:: Records shown ::

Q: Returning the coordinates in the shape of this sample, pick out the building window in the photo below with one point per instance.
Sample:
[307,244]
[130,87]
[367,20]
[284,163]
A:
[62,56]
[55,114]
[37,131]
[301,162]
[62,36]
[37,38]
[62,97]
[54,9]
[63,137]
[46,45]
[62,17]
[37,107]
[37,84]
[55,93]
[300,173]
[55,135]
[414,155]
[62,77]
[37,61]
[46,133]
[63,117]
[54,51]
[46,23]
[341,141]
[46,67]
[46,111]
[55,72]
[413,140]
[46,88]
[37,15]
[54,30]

:: Work to complete ::
The data above needs to be given again exactly, with no line left out.

:: Answer for this exercise ::
Q: Returning the coordinates in the shape of this sample, pick out the building window in the photo below with one point per instance.
Sample:
[307,244]
[130,87]
[367,20]
[284,163]
A:
[62,56]
[55,114]
[37,131]
[301,162]
[62,36]
[37,38]
[62,97]
[54,9]
[63,137]
[46,45]
[62,17]
[37,107]
[37,84]
[55,93]
[300,173]
[55,135]
[414,155]
[62,77]
[37,61]
[46,133]
[63,117]
[54,51]
[46,23]
[341,141]
[46,67]
[46,111]
[55,72]
[413,140]
[46,88]
[37,15]
[54,30]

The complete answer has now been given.